INPUT DATA >>
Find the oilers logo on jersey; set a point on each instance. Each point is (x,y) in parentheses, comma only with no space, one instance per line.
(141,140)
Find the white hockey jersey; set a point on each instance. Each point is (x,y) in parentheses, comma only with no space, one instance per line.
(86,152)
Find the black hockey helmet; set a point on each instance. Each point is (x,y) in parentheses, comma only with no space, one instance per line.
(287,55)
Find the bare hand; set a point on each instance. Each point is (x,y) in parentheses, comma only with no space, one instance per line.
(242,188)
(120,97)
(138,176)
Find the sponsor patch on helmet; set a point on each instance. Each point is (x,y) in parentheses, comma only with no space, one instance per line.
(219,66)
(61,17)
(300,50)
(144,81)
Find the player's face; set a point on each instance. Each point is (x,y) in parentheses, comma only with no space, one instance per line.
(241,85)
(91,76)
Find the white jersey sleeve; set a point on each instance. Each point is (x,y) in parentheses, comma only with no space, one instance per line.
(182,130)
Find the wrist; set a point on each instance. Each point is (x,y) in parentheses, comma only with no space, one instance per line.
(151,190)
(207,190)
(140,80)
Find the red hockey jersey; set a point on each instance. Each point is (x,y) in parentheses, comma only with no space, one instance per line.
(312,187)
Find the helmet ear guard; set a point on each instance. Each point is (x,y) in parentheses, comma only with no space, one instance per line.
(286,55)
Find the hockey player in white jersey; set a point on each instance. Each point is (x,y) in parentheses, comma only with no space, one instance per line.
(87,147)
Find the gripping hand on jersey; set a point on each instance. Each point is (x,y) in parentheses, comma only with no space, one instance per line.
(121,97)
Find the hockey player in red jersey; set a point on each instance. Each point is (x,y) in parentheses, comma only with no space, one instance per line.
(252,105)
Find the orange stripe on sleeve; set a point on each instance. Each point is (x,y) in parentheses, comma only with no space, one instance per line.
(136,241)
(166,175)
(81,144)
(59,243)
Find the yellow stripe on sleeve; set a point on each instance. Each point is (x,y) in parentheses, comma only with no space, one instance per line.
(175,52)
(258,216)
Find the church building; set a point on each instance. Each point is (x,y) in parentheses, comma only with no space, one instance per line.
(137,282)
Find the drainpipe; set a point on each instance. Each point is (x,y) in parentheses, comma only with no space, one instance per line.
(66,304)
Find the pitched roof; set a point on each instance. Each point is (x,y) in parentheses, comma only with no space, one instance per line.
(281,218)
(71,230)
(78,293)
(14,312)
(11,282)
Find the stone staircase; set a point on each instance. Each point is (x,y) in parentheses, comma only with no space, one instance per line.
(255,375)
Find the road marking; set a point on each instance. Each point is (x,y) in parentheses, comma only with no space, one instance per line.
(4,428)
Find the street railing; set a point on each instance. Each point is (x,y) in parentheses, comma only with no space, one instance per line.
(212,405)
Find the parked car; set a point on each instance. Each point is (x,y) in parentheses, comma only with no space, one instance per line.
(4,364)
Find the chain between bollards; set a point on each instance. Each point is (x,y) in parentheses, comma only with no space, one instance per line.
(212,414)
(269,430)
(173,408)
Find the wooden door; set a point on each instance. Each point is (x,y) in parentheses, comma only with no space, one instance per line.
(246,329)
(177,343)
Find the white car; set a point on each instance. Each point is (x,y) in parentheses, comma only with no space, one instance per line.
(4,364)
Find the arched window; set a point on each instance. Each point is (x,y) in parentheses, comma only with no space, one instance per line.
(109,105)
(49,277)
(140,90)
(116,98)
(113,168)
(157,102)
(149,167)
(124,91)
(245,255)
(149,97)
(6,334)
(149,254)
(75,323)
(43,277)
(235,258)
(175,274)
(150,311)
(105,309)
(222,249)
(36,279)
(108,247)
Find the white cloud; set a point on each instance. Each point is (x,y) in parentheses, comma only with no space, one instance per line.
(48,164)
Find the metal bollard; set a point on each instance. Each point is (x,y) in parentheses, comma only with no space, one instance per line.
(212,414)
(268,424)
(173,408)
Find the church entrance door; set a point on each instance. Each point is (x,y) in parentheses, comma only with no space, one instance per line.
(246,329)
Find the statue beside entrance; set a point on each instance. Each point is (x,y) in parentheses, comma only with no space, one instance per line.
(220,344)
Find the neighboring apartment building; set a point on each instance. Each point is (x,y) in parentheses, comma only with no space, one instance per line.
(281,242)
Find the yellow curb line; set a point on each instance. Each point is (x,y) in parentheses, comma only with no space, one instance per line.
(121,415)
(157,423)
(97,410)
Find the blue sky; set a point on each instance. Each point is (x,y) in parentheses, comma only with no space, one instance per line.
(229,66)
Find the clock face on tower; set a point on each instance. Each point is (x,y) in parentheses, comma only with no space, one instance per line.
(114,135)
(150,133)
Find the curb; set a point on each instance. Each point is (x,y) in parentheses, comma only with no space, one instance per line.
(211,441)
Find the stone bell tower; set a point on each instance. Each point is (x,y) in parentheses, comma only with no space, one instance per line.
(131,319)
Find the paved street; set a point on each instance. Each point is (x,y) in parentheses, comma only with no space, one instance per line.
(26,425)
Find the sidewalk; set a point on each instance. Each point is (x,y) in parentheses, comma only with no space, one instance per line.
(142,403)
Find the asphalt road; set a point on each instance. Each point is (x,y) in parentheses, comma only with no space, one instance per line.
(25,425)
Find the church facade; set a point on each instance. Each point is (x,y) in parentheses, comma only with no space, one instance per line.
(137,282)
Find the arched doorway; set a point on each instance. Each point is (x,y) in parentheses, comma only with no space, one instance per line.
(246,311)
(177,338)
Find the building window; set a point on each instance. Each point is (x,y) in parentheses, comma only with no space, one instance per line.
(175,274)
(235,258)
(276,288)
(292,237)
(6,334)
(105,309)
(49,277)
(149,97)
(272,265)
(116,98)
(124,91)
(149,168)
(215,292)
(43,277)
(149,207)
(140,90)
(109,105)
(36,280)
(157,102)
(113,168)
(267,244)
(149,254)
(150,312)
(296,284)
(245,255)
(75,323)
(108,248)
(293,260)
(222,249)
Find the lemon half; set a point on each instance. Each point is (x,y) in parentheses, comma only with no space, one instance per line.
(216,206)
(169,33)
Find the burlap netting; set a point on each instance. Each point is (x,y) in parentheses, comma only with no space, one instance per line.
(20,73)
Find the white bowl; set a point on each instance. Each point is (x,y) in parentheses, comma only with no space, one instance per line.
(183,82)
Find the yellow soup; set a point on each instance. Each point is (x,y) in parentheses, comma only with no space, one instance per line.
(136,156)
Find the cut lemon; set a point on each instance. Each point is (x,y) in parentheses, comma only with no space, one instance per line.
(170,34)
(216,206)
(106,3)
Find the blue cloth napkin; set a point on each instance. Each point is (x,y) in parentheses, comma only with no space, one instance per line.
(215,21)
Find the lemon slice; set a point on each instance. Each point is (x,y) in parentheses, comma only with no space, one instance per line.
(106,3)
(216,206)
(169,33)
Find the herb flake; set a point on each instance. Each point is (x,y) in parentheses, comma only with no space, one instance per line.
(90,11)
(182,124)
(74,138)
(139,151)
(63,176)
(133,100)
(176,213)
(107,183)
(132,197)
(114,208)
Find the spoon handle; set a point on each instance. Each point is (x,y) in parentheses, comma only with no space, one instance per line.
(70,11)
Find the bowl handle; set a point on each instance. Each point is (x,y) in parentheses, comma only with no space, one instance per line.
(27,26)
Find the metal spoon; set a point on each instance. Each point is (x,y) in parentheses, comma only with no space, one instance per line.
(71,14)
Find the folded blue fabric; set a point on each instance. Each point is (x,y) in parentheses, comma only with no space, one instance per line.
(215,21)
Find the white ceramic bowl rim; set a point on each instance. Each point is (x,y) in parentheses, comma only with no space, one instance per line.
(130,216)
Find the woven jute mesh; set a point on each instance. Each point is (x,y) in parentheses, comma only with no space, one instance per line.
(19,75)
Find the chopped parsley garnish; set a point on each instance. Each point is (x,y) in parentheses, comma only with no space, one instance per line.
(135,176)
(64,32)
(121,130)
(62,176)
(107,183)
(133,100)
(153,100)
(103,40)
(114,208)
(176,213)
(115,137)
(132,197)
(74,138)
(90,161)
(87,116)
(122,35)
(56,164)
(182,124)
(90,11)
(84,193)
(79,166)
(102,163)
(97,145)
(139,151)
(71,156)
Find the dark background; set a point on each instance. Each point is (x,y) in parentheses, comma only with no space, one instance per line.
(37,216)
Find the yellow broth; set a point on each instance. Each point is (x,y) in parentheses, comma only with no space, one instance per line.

INSTRUCTIONS FOR THE TASK >> Copy exactly, and only, the lines from the one containing "Find the metal spoon;" through the last line of the listing.

SOLUTION TO THE EXERCISE >>
Find the metal spoon; set a point on each instance. Each point is (x,y) in parentheses, comma only with no space, one instance per line.
(71,14)
Find the folded blue fabric; set a point on each instance. Each point is (x,y) in parentheses, comma only with no space, one instance per line.
(215,21)
Find the white ceramic bowl rim; set a point on each instance. Each point is (x,y) in parentheses, comma only with no space, one instance per line.
(130,216)
Find the woven jute mesh; set a point on each instance. Each point is (x,y) in parentheses, comma only with no space, one instance per line.
(19,75)
Find the chopped parsley garnish; set a point on each instance. Each point is (x,y) in parentheses, comma only with no space, one instance per line.
(135,176)
(64,32)
(121,130)
(62,176)
(107,183)
(133,100)
(153,100)
(103,40)
(114,208)
(176,213)
(115,137)
(132,197)
(74,138)
(90,161)
(87,116)
(122,35)
(56,164)
(182,124)
(90,11)
(84,193)
(79,166)
(102,163)
(97,145)
(139,151)
(71,156)
Find the dark background; set a point on each instance. Each point is (x,y) in parentheses, comma only with no space, one instance per line.
(37,216)
Find the yellow broth; set a point on each instance. Each point is (x,y) in parentheses, comma only with no space, one instance per line.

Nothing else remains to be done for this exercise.